Segment Start: RECORDS TO USE

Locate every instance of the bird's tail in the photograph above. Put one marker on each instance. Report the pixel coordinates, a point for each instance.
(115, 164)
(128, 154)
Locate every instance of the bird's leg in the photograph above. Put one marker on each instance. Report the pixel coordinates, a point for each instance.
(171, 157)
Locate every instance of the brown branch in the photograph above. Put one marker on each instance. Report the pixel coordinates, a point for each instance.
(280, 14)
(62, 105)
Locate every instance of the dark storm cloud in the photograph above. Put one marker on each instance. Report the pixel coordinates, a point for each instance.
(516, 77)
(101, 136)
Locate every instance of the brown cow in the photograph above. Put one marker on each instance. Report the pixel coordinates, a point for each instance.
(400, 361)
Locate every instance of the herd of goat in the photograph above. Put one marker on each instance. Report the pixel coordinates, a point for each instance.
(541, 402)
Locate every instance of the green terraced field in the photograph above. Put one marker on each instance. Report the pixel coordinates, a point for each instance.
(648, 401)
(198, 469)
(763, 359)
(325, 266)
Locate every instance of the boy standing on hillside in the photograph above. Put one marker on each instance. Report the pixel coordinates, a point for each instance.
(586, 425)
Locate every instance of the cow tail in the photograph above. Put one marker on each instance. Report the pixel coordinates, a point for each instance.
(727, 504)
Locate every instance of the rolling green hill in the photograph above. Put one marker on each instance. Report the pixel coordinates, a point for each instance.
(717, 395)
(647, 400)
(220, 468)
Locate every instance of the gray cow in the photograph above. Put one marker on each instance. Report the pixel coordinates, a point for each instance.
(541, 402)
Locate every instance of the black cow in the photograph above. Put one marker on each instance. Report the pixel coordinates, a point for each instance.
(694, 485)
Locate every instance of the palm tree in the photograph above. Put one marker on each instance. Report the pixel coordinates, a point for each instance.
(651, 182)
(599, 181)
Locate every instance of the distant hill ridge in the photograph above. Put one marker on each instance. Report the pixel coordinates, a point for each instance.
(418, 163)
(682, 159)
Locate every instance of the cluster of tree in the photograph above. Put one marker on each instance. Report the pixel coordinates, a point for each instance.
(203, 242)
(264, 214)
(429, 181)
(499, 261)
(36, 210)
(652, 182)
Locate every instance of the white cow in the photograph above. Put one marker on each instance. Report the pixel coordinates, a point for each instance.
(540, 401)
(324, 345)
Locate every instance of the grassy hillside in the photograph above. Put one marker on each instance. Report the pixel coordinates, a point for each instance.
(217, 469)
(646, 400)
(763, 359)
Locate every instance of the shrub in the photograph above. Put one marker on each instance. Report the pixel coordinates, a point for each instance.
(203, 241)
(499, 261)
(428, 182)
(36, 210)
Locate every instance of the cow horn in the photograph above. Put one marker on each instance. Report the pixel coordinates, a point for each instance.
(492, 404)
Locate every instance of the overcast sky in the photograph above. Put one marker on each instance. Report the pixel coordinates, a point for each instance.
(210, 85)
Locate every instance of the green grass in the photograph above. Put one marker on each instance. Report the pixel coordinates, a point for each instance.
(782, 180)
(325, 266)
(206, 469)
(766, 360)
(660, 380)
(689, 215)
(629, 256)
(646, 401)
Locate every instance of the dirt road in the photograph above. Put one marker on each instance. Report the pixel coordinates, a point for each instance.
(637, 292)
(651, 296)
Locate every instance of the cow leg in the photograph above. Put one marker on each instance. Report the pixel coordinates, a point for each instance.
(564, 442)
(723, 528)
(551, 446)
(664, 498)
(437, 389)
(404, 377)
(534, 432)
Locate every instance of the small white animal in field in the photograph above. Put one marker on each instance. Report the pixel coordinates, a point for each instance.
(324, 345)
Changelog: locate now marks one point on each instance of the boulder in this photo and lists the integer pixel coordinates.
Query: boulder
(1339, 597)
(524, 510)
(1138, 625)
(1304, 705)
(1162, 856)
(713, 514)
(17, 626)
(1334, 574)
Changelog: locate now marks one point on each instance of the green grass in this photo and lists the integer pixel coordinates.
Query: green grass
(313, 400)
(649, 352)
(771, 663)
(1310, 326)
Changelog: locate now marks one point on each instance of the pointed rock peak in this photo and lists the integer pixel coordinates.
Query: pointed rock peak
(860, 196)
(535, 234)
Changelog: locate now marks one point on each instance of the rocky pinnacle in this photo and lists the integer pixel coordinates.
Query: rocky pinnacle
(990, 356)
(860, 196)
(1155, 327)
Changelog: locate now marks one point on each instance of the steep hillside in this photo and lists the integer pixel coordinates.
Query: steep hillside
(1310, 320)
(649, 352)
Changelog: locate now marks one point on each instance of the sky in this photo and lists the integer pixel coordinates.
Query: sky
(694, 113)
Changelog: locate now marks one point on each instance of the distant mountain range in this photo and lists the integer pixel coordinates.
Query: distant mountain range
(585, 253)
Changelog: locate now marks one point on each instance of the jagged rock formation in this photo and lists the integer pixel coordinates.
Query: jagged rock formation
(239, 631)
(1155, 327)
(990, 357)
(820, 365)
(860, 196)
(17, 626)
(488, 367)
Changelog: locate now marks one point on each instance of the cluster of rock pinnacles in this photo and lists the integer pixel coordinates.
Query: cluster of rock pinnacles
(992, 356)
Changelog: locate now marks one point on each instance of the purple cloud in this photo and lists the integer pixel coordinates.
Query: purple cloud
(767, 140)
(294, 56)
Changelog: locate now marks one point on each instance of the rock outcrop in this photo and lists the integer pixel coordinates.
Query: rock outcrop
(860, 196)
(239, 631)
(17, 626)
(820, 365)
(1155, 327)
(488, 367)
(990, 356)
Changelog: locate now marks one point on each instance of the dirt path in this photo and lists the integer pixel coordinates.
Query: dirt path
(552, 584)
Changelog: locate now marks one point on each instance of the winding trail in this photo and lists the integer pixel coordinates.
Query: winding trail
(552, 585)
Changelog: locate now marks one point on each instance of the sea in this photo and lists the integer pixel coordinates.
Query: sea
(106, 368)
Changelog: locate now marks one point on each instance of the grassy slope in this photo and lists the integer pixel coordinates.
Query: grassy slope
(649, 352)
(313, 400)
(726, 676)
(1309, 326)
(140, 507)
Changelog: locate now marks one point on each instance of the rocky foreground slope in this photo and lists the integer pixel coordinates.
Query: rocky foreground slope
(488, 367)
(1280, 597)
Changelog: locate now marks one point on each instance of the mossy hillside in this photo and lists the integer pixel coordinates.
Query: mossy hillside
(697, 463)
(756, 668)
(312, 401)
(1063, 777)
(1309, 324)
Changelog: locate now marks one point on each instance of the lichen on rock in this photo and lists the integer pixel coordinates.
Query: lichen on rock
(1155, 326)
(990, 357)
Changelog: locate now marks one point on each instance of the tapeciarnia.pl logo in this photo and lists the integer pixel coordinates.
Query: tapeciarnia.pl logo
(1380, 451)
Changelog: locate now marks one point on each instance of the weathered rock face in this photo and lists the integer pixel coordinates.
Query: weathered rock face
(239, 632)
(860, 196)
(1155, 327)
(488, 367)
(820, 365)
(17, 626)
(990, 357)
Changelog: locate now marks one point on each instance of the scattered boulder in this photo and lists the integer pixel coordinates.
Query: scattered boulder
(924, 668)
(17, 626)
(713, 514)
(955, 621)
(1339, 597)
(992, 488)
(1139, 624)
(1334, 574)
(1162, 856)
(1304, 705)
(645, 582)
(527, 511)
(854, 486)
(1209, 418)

Segment End: RECORDS TO USE

Your answer must be every record above, repeated exactly.

## YOUR SOLUTION
Locate every instance of the bird's tail in the photograph above. Put one marker on each instance. Report the pixel coordinates, a point for each instance.
(115, 164)
(128, 154)
Locate every instance of the bird's leg in the photograph above. Put one marker on each instance. Report the pixel coordinates, a point for each instance.
(171, 157)
Locate every instance of the brown branch in the photograph above. Put one marker on each instance. Report the pixel coordinates, a point for each instance.
(280, 14)
(62, 105)
Locate every instance of the dark storm cloud in the photograph above. Put one marker on each instance. Report the pixel coordinates, a point for each instance.
(516, 77)
(101, 136)
Locate every instance of the brown cow in the photograph above. Put one marker on each instance. Report the pixel coordinates, a point for each instance.
(400, 361)
Locate every instance of the herd of goat in the photograph above. Put one marker on each instance. Report the pixel coordinates, a point for each instance.
(541, 402)
Locate every instance of the green terraced field in the photograph above. Put one marker on each instance. Report the pixel coordinates, a point for each instance.
(648, 401)
(198, 469)
(763, 359)
(325, 266)
Locate every instance of the boy standing on hillside in the photograph above. Put one marker on each instance. Report the pixel coordinates, a point for each instance.
(586, 425)
Locate every instance of the cow tail in the photograph above. Put one marker on each instance. Report the pixel coordinates, a point for each instance.
(727, 504)
Locate every instance of the rolling green hill in the photograph above. Put one marker on each instance. Report the pixel coordinates, a point for each instance.
(717, 395)
(647, 400)
(220, 468)
Locate every instance of the gray cow in the photograph above. Put one marker on each instance. Report the pixel coordinates, a point for each instance.
(541, 402)
Locate every instance of the black cow in the photograph above. Put one marker on each instance. Report the pixel coordinates, a point for each instance.
(694, 485)
Locate every instance of the palm tree in the photograph above. Put one marker on each instance. Report the pixel coordinates, a point for each instance.
(651, 182)
(599, 181)
Locate every instance of the distant hill ridge in the photograph above. Put one marker on each instance. Report the pixel coordinates, a point for each instance.
(418, 163)
(682, 159)
Locate every instance of the cluster of tree in the photograph above. Put one marker on each instance. Report the pixel coordinates, a point for each instance.
(203, 242)
(264, 214)
(429, 181)
(499, 261)
(36, 210)
(652, 182)
Locate every instance of the white cow in the photograph above. Put one marker on each instance. Report the pixel coordinates, a point for each instance.
(540, 401)
(324, 345)
Locate every instance of the grassy hillside in the photograph above. Put one marker on each instance. Report the pixel coordinates, a point for each instance.
(217, 469)
(646, 400)
(763, 359)
Locate every instance of the shrub in the photograph above. Put one marker on each instance. Report the pixel coordinates, a point for each instance.
(203, 241)
(499, 261)
(428, 182)
(36, 210)
Locate every instance of the cow horn in the photograph above. Put one marker on each instance. Report the pixel coordinates, a point for each instance.
(492, 404)
Locate every instance of the overcast sky in the photograph above. Put one marker on each instance. Report the pixel coordinates, a point for each instance.
(210, 85)
Locate every instance of the green grass in the photograph above. Put one marker on each instance. Report the pixel coordinates, a point for each instance.
(782, 180)
(325, 266)
(206, 469)
(766, 360)
(660, 380)
(689, 215)
(629, 256)
(646, 401)
Locate every instance of the dirt road in the photograph above. Put one marker on each instance. Report the pixel coordinates, a point for each instance.
(637, 292)
(651, 296)
Locate every instance of the cow leg in the photograph above. Put one marker on each instance. Report the pixel coordinates, a point for each instance.
(564, 442)
(723, 528)
(551, 446)
(664, 498)
(437, 389)
(404, 377)
(534, 432)
Locate every instance of the small white animal in field in the photograph above. Put one marker on each instance. Report the pixel coordinates, a point for each instance.
(324, 345)
Changelog: locate now marks one point on each instance of the boulder in this photo and lists the integer pixel coordinates.
Query: boulder
(1339, 597)
(524, 510)
(1138, 625)
(1304, 705)
(1162, 856)
(713, 514)
(17, 626)
(1334, 574)
Changelog: locate now marks one point on each instance of the green grass in this photo and lists the integer pixel coordinates.
Query: green grass
(313, 400)
(649, 352)
(771, 663)
(1310, 326)
Changelog: locate now marks one point on each instance of the pointed rock peak in this photo and lists the integer pixel coordinates.
Query: pointed rock peak
(860, 196)
(535, 234)
Changelog: locate now marks one point on each instance of the rocky pinnacle in this photo and lists the integer pixel coordinates.
Query: rocky pinnacle
(990, 356)
(860, 196)
(1155, 327)
Changelog: locate now marks one point on each instance of the steep hillside in this photo and lists the integer pixel coordinates.
Query: steep hillside
(1310, 320)
(649, 352)
Changelog: locate now marks one point on each instance of the sky in this photo and lists the integer pixel coordinates.
Query: sky
(694, 113)
Changelog: locate now marks one point on each instance of the distant mountain range in this photo and lists the integer pixel coordinates.
Query: distant mountain range
(585, 253)
Changelog: locate now marks one point on each instance of the jagged rock formation in this photo and lists the integer pixel coordinates.
Query: jagged rock formation
(239, 631)
(1155, 327)
(990, 357)
(820, 365)
(860, 196)
(17, 626)
(488, 367)
Changelog: locate now marks one point on each instance of the cluster of rock pinnacles in this photo and lists the integer pixel coordinates.
Query: cluster of rock pinnacles
(992, 356)
Changelog: locate now marks one point on each instance of the purple cloud in this photo and lists the integer pixel coordinates.
Query: purple cloud
(767, 140)
(294, 56)
Changelog: locate now marks one point on each instance of the rock outcrop in this photo and lists the integer pixel coordinates.
Query: rock outcrop
(860, 196)
(239, 631)
(17, 626)
(820, 365)
(1155, 327)
(488, 367)
(990, 356)
Changelog: locate now marks one point on each instance of the dirt path in this photo and lists the integer pixel coordinates.
Query: dirt path
(552, 584)
Changelog: locate now marks one point on each instance of the winding trail in this photo and lists the integer pixel coordinates.
Query: winding trail
(552, 585)
Changelog: locate now marks one point on each instance of the sea in this photo and lists the integer pixel coordinates.
Query: sea
(106, 368)
Changelog: locate now marks one point on each instance of the grassy slope in this photo and lists the integer pixel coordinates.
Query: grassy slope
(649, 352)
(313, 400)
(726, 676)
(1309, 326)
(140, 507)
Changelog: locate now marks one point on each instance of the rocky foreground slope in this photo and lists the integer pixel coordinates.
Query: rocky foreground slope
(488, 367)
(1280, 597)
Changelog: locate now marks one point on each instance of the mossy hillside in this photo and lists the integer pixel coordinates.
Query: mossy hillside
(697, 463)
(756, 668)
(312, 401)
(1063, 777)
(1309, 324)
Changelog: locate now marks one point on each instance of the lichen on rock in this photo and lists the integer pixel coordinates.
Query: lichen on rock
(1155, 326)
(990, 357)
Changelog: locate now marks one point on each instance of the tapeciarnia.pl logo in this photo and lists the integer pixel coordinates.
Query: tapeciarnia.pl logo
(1380, 451)
Changelog: locate now marks one point on each instance of the weathered rock face in this photo and lists the integer pixel coordinates.
Query: weathered rock face
(239, 632)
(860, 196)
(1155, 327)
(488, 367)
(820, 365)
(17, 626)
(990, 357)
Changelog: locate now marks one point on each instance of the scattered boulder in this photo and lists the integer pixel coordinates.
Query: scattered boulder
(924, 668)
(17, 626)
(713, 514)
(955, 621)
(1339, 597)
(992, 488)
(1139, 624)
(1334, 574)
(1162, 856)
(1304, 705)
(645, 582)
(527, 511)
(854, 486)
(1209, 418)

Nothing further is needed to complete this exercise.